◆ Brano di testo:
"""
Il Massachusetts Institute of Technology (MIT), tra le più importanti università di ricerca del mondo, propone un progetto per una scienza veloce e a buon mercato su Venere.

Il nuovo metodo, made by MIT, punta a una serie di missioni scientifiche per la ricerca di segni di vita nell’atmosfera ultra-acida venusiana.

«Speriamo che questo sia l’inizio di un nuovo paradigma» afferma Sara Seager, referente scientifico del report Venus Life Finder Mission Study, pubblicato lo scorso 10 dicembre. Oltre il ruolo di referente per il nuovo progetto, Seager è docente di Scienze Planetarie presso il Dipartimento di Scienze della Terra, dell’Atmosfera e dei Pianeti (EAPS) del MIT.
"""
◆ Dati riportati:
"""
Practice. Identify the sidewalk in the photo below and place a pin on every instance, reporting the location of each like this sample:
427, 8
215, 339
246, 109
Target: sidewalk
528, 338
"""
"""
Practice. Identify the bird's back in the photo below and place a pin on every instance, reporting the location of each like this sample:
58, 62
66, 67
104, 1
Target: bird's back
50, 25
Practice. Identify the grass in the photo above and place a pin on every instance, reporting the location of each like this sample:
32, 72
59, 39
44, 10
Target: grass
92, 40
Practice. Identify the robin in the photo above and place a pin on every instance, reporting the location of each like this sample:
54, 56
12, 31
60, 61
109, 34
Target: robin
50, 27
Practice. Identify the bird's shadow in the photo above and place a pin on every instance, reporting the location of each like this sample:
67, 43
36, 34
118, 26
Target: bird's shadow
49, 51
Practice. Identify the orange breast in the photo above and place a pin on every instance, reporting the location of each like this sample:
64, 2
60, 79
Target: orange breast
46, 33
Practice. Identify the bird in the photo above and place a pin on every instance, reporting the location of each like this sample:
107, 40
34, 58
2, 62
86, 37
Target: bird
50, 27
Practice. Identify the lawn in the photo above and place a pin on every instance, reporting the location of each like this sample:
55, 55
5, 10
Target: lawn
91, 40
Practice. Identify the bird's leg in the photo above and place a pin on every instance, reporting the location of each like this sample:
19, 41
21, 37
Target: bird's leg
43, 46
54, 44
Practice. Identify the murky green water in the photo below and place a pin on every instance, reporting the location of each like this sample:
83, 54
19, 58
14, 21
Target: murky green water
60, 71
"""
◆ Consegna: Riscrivi il tratto del brano su Venere che va da "Il nuovo metodo, made" fino a "(EAPS) del MIT.", rinominando "MIT" in "Massachusetts Institute of Technology". I record non hanno alcun legame con il brano.

◆ Risposta completa:
Il nuovo metodo, made by Massachusetts Institute of Technology, punta a una serie di missioni scientifiche per la ricerca di segni di vita nell’atmosfera ultra-acida venusiana.

«Speriamo che questo sia l’inizio di un nuovo paradigma» afferma Sara Seager, referente scientifico del report Venus Life Finder Mission Study, pubblicato lo scorso 10 dicembre. Oltre il ruolo di referente per il nuovo progetto, Seager è docente di Scienze Planetarie presso il Dipartimento di Scienze della Terra, dell’Atmosfera e dei Pianeti (EAPS) del Massachusetts Institute of Technology.